### Problem statement
Revise the entries below by replacing "put a pin on each instance" with "mark every instance" everywhere it occurs, and leave all other text unchanged.

(Data items)
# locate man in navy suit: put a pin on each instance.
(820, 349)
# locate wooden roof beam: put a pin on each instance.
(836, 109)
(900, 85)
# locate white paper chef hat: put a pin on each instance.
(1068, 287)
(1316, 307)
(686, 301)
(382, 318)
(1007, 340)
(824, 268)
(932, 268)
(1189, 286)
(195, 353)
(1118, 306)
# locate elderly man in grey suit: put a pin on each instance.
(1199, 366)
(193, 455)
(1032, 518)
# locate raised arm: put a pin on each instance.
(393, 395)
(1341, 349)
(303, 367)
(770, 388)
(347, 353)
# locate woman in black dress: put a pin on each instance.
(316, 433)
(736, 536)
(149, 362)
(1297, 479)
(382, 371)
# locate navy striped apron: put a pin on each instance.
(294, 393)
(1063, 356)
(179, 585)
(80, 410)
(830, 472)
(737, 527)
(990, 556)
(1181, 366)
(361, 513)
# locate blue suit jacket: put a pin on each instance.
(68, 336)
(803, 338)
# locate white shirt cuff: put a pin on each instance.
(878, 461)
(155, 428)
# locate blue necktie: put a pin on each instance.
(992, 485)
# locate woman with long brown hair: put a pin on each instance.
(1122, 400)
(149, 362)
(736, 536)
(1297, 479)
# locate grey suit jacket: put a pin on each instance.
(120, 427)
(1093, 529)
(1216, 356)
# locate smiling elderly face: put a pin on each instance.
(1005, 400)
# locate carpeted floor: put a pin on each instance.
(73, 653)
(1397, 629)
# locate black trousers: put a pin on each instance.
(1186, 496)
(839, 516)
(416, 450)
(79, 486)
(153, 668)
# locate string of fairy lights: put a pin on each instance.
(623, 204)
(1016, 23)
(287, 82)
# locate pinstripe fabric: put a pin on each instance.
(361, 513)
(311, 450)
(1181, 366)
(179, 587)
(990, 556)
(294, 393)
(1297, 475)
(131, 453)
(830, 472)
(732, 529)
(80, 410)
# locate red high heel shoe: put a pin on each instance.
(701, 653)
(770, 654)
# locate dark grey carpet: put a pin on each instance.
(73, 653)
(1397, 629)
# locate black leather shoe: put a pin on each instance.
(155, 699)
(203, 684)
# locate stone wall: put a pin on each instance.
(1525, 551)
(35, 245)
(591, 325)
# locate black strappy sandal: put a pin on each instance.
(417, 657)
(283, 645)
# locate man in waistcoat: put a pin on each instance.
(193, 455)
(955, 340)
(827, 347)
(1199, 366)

### Solution to this problem
# locate man in navy suit: mark every instance.
(820, 349)
# locate wooden roof beam: mark every instance.
(836, 109)
(900, 85)
# locate white paper chef hat: mark every instance.
(1068, 287)
(1316, 307)
(686, 301)
(382, 318)
(1007, 340)
(824, 268)
(932, 268)
(1189, 286)
(195, 353)
(1118, 306)
# locate elderly man in grey suit: mark every instance.
(1199, 366)
(193, 455)
(1032, 518)
# locate raised arm: mark every instance.
(393, 395)
(1341, 349)
(303, 367)
(770, 388)
(347, 353)
# locate woman in black dress: mark every instance.
(316, 433)
(736, 536)
(149, 362)
(1297, 479)
(382, 371)
# locate navy striped apron: mark every instance.
(294, 393)
(1063, 356)
(179, 585)
(80, 410)
(830, 472)
(737, 527)
(990, 556)
(1181, 366)
(361, 513)
# locate blue suit jacket: mark every instance.
(68, 336)
(803, 338)
# locate white shirt cuff: mark every instance.
(878, 461)
(155, 428)
# locate blue necktie: mark every instance.
(992, 485)
# locate woman with long brown hair: mark every instance.
(1122, 400)
(149, 362)
(736, 536)
(1297, 479)
# locate grey suit jacket: mark every instance.
(120, 427)
(1093, 529)
(1216, 356)
# locate smiling elderly face: mark every instance.
(1005, 400)
# locate carpeted floor: mark every instance.
(73, 653)
(1397, 629)
# locate black trousers: mark every instance.
(1186, 496)
(839, 516)
(416, 450)
(79, 486)
(153, 668)
# locate string of fairy lights: mark every instance.
(623, 204)
(1016, 23)
(287, 82)
# locate pinstripe fabric: mark every instance.
(361, 513)
(311, 450)
(1181, 366)
(179, 587)
(990, 556)
(294, 393)
(1297, 475)
(131, 453)
(830, 472)
(732, 529)
(80, 410)
# locate red high heel shoe: mark every instance.
(701, 653)
(770, 654)
# locate dark grey carpet: mark every instance.
(73, 653)
(1397, 629)
# locate black leather shoe: mark every instance.
(155, 699)
(203, 684)
# locate stone wall: mark every instance.
(1525, 551)
(35, 245)
(591, 325)
# locate black strappy sandal: mark every instance.
(417, 657)
(283, 645)
# locate man in waistcoat: mark every instance.
(193, 455)
(955, 340)
(827, 347)
(1199, 366)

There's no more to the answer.